THE DATA

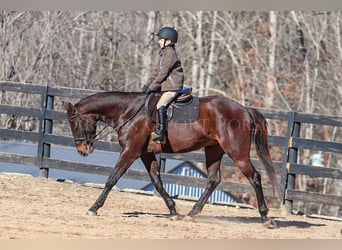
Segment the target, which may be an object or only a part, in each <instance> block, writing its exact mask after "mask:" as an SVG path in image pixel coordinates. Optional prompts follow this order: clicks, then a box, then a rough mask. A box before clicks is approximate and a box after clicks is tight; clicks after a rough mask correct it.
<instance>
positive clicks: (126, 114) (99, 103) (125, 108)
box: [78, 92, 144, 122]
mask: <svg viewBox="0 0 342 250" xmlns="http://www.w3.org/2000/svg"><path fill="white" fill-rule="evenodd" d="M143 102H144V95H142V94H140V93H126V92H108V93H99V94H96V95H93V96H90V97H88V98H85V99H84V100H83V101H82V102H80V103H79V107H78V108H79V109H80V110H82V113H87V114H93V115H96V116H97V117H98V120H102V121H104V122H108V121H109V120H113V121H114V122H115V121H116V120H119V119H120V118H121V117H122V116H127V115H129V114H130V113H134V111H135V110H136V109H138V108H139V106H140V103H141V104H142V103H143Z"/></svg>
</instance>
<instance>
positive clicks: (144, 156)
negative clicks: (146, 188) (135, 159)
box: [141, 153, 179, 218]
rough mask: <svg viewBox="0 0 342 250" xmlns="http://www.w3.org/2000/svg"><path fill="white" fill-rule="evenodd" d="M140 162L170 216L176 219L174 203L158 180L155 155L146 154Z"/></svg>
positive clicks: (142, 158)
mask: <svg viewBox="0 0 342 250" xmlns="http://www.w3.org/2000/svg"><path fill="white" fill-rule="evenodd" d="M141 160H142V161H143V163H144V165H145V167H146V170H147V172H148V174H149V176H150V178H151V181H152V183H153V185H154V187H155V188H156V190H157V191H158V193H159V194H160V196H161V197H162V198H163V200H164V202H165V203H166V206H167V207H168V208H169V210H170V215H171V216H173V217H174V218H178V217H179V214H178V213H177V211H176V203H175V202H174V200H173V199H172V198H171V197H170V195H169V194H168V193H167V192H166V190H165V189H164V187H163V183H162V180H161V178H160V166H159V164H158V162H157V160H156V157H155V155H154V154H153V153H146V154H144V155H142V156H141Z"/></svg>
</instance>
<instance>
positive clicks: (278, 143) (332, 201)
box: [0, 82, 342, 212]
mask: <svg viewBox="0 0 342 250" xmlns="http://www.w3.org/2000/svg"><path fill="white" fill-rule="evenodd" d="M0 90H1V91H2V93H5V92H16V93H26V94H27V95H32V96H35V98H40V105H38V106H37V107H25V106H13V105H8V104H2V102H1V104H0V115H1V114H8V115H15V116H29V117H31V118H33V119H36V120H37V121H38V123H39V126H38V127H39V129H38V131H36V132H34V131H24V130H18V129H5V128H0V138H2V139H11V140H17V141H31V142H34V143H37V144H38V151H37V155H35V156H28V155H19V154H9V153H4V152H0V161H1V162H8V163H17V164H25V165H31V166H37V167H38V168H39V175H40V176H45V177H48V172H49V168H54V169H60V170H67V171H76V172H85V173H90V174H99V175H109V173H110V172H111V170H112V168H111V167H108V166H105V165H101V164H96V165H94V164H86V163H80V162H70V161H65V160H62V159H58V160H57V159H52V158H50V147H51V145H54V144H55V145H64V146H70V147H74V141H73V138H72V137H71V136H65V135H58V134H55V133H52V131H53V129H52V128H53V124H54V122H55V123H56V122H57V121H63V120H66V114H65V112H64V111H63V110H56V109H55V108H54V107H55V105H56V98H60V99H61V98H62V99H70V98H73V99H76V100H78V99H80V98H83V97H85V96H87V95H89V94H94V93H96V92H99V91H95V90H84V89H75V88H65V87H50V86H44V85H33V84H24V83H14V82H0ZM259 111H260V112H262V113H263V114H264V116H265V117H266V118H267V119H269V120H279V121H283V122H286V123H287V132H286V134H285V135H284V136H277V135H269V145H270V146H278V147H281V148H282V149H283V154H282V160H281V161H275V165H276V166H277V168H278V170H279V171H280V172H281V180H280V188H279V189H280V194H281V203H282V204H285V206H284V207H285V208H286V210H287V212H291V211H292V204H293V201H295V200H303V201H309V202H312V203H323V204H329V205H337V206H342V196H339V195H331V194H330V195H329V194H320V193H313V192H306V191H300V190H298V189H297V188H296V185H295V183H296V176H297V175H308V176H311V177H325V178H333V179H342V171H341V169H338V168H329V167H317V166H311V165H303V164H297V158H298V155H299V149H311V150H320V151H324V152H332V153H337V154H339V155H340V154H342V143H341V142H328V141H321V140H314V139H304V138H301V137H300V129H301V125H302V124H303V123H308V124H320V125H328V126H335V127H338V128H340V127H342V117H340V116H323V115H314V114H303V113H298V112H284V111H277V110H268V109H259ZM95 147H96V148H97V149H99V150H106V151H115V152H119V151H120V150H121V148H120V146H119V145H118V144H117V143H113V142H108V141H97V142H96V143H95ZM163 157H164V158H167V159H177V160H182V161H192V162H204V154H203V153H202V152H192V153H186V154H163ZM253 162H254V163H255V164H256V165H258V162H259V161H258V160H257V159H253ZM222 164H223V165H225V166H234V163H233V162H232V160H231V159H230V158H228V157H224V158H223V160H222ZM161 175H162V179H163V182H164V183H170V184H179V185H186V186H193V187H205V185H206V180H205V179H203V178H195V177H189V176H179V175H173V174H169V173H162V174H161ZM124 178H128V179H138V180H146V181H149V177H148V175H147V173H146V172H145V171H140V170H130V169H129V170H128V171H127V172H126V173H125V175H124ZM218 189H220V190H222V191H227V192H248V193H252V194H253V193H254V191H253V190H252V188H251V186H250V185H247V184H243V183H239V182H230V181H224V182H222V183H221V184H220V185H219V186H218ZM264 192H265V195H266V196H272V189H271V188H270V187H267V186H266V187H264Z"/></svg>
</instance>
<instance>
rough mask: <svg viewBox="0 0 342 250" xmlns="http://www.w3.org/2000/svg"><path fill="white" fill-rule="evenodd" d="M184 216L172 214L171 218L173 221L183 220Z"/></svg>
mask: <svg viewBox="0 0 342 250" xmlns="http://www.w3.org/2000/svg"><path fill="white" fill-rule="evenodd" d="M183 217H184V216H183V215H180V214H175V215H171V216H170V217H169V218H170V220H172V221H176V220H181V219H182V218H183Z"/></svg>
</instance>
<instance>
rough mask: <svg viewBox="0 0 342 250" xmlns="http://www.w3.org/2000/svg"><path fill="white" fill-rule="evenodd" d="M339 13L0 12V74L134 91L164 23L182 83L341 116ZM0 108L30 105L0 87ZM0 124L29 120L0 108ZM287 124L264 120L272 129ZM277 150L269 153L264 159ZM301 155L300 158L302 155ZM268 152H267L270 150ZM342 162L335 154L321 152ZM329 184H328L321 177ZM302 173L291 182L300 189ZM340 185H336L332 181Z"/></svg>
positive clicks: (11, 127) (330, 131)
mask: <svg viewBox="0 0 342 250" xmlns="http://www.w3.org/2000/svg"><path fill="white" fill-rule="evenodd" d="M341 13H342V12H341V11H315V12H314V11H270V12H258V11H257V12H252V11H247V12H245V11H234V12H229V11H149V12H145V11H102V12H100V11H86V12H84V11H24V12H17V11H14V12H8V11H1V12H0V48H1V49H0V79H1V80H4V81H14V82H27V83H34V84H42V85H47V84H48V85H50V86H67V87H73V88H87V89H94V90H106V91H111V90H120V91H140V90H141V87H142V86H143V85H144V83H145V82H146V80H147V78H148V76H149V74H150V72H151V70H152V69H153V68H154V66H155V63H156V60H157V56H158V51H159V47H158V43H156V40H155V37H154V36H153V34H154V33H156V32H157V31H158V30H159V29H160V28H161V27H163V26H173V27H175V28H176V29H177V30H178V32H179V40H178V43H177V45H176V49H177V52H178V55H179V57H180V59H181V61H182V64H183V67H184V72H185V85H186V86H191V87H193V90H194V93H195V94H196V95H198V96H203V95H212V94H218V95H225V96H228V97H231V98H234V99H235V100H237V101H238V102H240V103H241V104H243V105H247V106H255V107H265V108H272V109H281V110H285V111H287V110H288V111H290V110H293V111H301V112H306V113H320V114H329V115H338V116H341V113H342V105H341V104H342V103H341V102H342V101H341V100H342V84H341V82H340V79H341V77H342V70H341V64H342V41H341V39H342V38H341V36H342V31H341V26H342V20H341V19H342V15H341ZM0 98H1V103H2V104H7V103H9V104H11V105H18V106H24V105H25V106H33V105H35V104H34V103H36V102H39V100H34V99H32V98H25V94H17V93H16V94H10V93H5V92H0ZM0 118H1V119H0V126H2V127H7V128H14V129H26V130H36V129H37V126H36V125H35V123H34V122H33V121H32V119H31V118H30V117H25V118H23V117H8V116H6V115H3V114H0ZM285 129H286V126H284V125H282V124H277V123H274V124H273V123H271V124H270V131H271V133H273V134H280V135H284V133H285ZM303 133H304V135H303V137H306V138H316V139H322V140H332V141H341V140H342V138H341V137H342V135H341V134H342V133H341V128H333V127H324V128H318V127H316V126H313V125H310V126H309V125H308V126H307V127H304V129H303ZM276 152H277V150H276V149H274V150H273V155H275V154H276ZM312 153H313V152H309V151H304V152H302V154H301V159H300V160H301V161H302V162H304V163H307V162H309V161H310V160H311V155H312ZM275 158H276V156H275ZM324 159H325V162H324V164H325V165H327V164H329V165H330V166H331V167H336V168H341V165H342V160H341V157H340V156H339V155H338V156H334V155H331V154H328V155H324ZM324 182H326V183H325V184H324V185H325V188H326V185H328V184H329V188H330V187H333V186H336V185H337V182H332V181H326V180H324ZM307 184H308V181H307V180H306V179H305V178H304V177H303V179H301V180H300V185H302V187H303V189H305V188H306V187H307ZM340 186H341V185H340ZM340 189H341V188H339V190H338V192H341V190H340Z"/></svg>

EXERCISE
Convert the records, from their start through the line containing "box: [141, 153, 179, 218]", into a Markdown table with the columns "Entry" and "Content": number each line in "Entry", put the line itself in "Content", omit blank lines, and leave the pictures out.

RESPONSE BELOW
| Entry | Content |
|---|---|
| 1 | Segment the target, which may be an object or only a part, in each <instance> block, writing its exact mask after "mask:" as an SVG path in image pixel coordinates. Optional prompts follow this order: clicks, then a box, then a rough mask. A box before clicks is approximate and a box after clicks is tight; clicks after a rough mask correct it. |
| 2 | <instance> |
| 3 | positive clicks: (126, 114) (99, 103) (125, 108) |
| 4 | box: [78, 92, 144, 122] |
| 5 | mask: <svg viewBox="0 0 342 250" xmlns="http://www.w3.org/2000/svg"><path fill="white" fill-rule="evenodd" d="M143 102H144V95H142V94H140V93H126V92H108V93H99V94H96V95H93V96H90V97H88V98H85V99H84V100H83V101H82V102H80V103H79V107H78V108H79V109H80V110H82V113H87V114H93V115H96V116H97V117H98V120H102V121H104V122H108V121H109V120H113V121H114V122H115V121H116V120H119V119H120V118H121V117H122V116H127V115H129V114H130V113H134V111H135V110H136V109H138V108H139V106H140V103H141V104H142V103H143Z"/></svg> |
| 6 | </instance> |
| 7 | <instance> |
| 8 | positive clicks: (144, 156) |
| 9 | negative clicks: (146, 188) (135, 159) |
| 10 | box: [141, 153, 179, 218] |